## [TASK DESCRIPTION]
Could you retype, exactly and with no pictures, only the lines from the first line of the records below through the line that contains "Locate each instance of the ruined"?
(Beginning of AVAILABLE RECORDS)
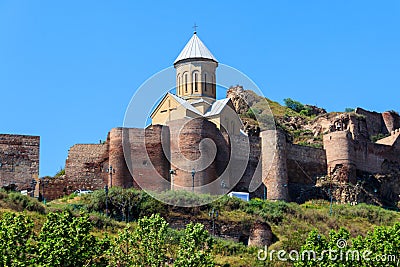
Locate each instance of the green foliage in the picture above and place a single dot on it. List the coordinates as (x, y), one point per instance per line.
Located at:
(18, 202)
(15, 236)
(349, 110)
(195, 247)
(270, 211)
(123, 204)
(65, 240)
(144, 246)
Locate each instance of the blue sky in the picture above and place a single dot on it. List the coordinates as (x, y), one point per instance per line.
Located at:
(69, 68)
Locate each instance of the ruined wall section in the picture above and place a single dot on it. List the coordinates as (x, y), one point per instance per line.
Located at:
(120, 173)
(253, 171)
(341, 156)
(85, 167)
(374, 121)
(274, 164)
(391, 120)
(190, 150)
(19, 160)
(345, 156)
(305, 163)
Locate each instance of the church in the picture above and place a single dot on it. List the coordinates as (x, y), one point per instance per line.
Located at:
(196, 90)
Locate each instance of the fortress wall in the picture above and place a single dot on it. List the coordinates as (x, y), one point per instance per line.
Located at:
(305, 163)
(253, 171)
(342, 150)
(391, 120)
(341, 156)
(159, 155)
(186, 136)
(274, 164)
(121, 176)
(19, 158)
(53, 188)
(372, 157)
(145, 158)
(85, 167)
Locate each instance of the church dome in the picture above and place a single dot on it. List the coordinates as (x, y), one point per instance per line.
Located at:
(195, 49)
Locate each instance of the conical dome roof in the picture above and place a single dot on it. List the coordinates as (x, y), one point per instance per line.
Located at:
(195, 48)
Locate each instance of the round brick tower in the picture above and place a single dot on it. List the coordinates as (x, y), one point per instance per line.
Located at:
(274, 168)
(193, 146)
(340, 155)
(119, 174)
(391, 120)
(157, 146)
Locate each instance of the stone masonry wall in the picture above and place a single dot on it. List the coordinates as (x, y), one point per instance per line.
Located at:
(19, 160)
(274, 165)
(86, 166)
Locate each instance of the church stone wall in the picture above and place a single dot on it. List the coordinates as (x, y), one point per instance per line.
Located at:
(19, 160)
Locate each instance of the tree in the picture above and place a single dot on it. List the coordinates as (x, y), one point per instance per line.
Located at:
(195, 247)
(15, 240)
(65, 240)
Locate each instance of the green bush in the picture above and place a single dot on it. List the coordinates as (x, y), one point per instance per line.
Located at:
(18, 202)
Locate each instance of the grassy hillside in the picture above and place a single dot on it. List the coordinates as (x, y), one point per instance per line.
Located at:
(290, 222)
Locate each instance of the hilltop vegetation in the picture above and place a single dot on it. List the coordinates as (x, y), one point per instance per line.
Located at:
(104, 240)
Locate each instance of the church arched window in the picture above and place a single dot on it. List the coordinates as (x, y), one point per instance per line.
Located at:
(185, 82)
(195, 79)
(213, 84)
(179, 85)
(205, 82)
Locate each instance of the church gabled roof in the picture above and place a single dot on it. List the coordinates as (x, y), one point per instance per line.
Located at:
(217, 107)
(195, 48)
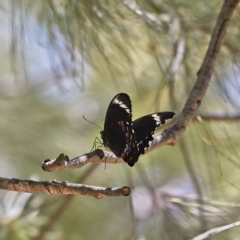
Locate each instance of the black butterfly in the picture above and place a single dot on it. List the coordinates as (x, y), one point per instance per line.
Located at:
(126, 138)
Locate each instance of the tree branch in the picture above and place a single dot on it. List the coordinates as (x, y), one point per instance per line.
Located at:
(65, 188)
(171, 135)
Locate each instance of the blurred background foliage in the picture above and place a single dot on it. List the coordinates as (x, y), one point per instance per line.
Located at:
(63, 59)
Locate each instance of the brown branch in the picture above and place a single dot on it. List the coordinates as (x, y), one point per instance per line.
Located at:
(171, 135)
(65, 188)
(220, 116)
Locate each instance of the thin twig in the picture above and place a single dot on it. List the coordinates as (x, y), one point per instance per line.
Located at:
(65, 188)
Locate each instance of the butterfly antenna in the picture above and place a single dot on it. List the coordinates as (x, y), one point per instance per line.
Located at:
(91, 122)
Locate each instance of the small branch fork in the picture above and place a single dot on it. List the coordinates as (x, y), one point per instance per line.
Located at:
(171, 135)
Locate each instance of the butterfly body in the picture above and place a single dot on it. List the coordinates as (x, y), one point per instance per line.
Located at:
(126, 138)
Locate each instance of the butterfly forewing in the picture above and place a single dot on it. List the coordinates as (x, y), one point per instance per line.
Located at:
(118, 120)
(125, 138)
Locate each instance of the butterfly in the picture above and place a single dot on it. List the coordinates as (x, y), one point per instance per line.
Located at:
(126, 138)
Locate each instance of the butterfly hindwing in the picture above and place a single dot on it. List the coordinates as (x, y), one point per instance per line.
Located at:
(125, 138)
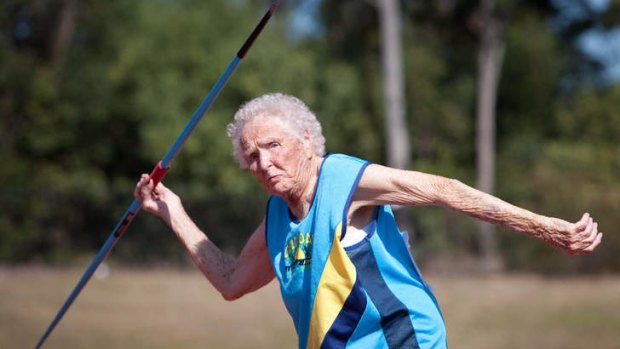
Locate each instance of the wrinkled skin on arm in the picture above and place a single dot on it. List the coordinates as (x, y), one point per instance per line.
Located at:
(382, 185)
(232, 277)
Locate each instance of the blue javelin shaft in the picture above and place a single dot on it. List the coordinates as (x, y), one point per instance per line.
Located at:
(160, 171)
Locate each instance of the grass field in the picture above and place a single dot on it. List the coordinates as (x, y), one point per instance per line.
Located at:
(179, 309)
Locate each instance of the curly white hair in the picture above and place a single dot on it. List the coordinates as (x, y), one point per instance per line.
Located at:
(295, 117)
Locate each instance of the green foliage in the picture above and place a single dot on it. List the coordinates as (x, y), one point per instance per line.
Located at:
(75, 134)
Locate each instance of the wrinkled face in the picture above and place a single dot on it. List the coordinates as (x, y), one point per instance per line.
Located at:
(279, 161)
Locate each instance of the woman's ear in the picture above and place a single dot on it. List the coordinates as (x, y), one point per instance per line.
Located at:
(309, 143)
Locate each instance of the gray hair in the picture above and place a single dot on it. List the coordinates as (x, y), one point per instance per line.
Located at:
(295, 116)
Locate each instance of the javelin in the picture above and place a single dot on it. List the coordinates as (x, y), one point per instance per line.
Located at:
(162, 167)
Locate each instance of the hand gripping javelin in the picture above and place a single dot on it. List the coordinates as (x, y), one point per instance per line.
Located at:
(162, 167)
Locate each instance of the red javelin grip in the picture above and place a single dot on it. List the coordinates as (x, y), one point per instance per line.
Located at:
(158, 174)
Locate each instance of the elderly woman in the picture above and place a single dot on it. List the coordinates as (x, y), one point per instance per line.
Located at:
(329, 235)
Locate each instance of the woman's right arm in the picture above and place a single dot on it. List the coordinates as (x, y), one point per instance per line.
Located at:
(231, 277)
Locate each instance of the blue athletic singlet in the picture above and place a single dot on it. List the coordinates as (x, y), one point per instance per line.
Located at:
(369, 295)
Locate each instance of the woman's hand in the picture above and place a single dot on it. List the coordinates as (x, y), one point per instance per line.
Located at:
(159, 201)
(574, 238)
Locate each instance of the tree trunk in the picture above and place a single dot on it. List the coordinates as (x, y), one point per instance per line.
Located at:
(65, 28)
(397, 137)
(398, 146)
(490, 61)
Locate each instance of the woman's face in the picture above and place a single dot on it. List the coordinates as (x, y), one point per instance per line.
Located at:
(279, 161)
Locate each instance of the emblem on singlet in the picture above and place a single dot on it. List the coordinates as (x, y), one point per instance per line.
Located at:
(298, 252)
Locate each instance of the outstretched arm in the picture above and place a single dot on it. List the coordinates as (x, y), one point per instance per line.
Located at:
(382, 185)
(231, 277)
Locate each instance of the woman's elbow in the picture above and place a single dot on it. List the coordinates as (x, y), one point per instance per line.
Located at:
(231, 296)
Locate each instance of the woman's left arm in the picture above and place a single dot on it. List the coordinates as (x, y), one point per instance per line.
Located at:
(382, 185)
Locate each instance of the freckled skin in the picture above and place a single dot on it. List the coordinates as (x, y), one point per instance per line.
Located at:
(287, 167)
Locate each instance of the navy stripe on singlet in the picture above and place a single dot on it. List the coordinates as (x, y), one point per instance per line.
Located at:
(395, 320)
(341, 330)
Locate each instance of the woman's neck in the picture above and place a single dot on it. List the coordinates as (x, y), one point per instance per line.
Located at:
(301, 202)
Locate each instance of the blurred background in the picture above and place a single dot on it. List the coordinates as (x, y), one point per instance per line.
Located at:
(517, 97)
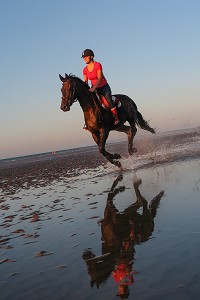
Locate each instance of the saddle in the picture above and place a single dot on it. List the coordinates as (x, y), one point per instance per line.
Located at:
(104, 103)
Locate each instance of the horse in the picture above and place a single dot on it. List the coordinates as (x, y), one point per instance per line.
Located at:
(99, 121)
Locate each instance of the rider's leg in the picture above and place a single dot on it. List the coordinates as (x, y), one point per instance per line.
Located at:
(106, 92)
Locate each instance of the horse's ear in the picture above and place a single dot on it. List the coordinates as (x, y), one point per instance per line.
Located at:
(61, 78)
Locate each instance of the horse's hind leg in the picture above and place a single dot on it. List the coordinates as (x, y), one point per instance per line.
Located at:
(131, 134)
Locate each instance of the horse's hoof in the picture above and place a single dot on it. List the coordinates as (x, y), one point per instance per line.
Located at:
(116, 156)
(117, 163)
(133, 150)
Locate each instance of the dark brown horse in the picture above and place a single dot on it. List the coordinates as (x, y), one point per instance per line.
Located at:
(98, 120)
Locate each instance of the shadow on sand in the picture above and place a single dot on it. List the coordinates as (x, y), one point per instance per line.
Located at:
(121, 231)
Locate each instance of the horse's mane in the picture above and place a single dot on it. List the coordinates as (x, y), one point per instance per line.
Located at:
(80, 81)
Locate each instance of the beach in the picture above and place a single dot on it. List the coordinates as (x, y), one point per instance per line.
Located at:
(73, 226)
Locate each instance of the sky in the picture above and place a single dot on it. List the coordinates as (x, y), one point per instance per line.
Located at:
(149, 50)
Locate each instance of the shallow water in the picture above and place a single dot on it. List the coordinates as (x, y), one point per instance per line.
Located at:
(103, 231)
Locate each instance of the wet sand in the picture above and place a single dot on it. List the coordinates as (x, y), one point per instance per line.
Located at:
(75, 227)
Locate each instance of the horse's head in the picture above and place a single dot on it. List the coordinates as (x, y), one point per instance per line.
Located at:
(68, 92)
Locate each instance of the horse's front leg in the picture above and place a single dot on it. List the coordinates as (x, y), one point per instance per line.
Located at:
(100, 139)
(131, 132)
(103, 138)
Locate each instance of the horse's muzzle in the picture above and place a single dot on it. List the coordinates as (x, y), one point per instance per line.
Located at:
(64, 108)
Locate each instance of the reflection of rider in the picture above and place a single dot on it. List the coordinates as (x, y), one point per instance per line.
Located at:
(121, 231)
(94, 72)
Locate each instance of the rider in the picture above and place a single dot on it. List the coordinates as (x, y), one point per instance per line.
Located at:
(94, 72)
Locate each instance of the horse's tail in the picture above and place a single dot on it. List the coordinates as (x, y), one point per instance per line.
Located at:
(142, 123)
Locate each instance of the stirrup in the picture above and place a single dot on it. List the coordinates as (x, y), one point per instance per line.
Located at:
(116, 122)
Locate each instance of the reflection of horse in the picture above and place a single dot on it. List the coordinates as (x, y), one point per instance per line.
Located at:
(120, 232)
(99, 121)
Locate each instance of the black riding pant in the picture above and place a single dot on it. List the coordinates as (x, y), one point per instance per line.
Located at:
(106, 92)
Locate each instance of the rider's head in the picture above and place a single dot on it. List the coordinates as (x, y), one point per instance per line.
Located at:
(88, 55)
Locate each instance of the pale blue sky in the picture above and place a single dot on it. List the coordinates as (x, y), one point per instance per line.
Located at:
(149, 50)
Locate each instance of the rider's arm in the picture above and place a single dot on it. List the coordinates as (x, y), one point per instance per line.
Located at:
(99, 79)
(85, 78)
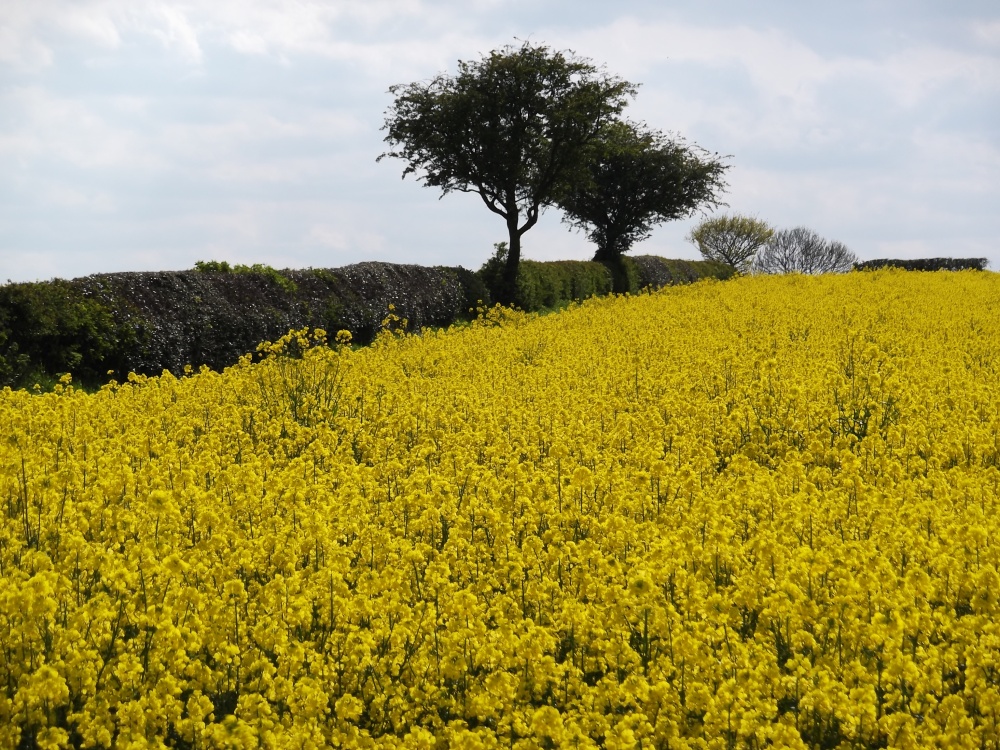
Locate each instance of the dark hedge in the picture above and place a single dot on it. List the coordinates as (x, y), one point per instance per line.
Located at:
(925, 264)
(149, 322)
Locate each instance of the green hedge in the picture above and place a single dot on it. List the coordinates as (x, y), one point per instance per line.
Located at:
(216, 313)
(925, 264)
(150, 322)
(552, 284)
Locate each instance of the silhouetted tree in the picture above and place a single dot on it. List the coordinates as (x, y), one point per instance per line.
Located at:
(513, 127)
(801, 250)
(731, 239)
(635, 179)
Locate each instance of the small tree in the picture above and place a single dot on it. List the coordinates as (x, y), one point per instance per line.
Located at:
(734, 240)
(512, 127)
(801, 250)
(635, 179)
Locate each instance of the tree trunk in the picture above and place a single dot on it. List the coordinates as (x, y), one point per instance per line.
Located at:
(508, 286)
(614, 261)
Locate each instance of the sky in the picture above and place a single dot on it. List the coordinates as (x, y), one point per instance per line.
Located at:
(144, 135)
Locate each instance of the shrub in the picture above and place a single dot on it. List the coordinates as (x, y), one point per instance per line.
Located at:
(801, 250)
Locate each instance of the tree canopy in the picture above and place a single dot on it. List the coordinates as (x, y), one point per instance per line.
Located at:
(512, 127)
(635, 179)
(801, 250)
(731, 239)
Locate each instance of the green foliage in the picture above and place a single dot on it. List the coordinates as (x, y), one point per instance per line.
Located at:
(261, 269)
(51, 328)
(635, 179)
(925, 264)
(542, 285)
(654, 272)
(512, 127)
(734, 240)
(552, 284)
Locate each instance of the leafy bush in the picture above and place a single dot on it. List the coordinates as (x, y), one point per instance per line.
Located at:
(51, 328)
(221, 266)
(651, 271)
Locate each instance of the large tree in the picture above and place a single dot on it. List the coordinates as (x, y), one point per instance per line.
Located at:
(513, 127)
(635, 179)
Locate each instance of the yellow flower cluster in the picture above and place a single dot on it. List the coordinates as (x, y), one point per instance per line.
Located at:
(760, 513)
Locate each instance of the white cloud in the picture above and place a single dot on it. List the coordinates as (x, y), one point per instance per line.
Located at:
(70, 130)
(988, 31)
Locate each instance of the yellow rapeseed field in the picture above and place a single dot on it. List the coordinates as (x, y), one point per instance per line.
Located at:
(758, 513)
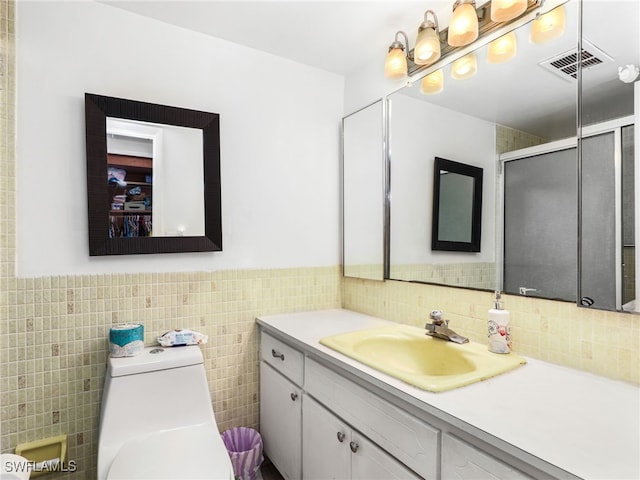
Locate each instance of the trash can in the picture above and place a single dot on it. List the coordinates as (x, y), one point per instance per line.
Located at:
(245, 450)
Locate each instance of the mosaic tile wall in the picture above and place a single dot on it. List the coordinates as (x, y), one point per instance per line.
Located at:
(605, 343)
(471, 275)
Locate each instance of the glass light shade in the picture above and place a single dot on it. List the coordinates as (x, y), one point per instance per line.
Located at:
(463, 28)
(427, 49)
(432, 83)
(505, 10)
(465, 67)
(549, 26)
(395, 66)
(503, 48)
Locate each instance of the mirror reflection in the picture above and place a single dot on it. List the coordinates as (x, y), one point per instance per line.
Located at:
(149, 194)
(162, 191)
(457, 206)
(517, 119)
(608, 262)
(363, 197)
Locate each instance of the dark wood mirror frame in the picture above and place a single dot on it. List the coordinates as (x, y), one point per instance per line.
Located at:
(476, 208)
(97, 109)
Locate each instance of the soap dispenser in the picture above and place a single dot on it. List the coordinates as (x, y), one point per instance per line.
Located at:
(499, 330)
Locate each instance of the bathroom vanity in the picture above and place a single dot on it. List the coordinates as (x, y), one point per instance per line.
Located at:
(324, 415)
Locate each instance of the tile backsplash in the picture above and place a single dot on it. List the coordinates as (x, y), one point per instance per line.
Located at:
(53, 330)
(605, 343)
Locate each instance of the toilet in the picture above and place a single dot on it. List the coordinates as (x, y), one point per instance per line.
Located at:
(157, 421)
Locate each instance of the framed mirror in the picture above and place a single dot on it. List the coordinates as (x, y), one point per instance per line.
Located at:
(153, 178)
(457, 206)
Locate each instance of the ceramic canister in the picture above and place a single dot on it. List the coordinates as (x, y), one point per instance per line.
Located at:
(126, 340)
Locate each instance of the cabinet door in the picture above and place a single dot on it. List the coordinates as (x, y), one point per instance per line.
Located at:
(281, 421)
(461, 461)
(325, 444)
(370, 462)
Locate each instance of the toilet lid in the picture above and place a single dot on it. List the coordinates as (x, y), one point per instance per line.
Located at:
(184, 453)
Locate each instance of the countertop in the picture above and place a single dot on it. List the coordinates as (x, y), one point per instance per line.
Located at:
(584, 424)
(End of AVAILABLE RECORDS)
## [SOLVED PROBLEM]
Locate each instance of the green foliage in the picture above and place a single dot on it. List the coordinates as (x, y), one point per instance per line.
Located at:
(18, 202)
(15, 236)
(349, 110)
(195, 247)
(270, 211)
(123, 204)
(65, 240)
(144, 246)
Locate each instance of the blue sky in the picture above and place a single dot on it. List the coordinates as (x, y), one point per instance per line.
Located at:
(69, 68)
Locate each instance of the ruined wall section in the picture above and place a single dot on it. List the coordinates as (x, y), one point per instance per line.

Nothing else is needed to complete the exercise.